Задание: Перенесите в таблицу Markdown строки записей, начиная со строки с «Labeling batch C. For the image above, tag the reflection» и до конца записей включительно: в столбец «Номер» поставьте порядковый номер, а в столбец «Строка» запишите её текст. Пустые строки пропустите.

Исходные данные:
* * * *

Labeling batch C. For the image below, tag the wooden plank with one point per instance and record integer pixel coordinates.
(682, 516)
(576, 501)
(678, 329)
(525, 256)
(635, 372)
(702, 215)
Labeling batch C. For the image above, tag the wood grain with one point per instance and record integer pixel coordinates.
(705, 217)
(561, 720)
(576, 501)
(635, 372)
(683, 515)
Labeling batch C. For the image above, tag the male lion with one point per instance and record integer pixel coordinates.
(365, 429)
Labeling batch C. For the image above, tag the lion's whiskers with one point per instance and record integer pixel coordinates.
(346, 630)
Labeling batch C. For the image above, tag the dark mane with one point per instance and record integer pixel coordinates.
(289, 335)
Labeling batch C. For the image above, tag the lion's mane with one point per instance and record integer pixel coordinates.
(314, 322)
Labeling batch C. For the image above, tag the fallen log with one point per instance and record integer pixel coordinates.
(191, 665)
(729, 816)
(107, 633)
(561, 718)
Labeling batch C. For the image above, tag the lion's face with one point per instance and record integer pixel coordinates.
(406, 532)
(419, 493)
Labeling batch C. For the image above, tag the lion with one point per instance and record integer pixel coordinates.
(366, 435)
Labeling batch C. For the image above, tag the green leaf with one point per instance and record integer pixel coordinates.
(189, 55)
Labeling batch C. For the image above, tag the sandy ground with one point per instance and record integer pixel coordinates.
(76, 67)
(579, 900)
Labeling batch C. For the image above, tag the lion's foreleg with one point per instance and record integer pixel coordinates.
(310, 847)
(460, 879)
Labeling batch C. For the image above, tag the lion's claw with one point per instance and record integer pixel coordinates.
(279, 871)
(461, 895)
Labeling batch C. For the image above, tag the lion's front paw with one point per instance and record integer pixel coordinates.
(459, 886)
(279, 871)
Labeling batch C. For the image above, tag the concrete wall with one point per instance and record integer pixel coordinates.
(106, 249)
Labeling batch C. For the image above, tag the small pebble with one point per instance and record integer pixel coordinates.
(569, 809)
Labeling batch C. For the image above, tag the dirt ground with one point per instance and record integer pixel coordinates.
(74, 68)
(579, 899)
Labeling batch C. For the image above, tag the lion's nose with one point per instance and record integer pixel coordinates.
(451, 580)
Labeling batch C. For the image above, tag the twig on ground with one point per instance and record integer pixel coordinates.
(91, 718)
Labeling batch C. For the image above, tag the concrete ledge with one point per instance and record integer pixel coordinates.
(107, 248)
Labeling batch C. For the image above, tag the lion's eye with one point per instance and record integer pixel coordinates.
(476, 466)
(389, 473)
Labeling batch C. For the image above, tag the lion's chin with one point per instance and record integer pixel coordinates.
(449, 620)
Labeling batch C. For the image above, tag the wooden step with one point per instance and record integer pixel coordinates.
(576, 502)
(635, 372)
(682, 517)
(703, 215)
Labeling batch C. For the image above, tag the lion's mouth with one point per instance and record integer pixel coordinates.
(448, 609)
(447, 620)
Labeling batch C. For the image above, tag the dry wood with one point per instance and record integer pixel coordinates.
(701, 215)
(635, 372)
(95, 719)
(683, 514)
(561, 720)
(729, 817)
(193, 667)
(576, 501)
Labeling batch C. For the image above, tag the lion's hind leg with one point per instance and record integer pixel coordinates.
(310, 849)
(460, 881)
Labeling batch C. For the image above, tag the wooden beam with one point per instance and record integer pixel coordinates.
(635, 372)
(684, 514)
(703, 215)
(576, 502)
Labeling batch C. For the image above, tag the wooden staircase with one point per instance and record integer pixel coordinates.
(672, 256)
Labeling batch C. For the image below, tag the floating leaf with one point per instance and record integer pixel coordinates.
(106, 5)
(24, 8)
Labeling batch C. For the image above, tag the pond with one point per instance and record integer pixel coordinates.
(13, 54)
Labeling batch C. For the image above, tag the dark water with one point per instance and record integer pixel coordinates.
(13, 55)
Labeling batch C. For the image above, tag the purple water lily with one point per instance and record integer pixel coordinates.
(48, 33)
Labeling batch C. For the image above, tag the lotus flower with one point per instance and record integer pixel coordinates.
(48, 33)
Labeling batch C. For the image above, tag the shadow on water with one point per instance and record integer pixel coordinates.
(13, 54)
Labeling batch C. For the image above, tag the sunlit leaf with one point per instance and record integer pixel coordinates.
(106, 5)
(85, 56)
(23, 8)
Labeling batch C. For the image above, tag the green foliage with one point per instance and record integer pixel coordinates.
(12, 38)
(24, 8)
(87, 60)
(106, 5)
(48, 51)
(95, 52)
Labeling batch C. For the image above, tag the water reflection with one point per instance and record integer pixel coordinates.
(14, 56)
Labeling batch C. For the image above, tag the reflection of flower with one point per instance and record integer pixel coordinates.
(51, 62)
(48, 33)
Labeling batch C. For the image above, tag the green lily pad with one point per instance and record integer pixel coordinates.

* * * *

Ответ:
| Номер | Строка |
|---|---|
| 1 | Labeling batch C. For the image above, tag the reflection of flower with one point per instance and record integer pixel coordinates. |
| 2 | (51, 62) |
| 3 | (48, 33) |
| 4 | Labeling batch C. For the image above, tag the green lily pad with one point per instance and record integer pixel coordinates. |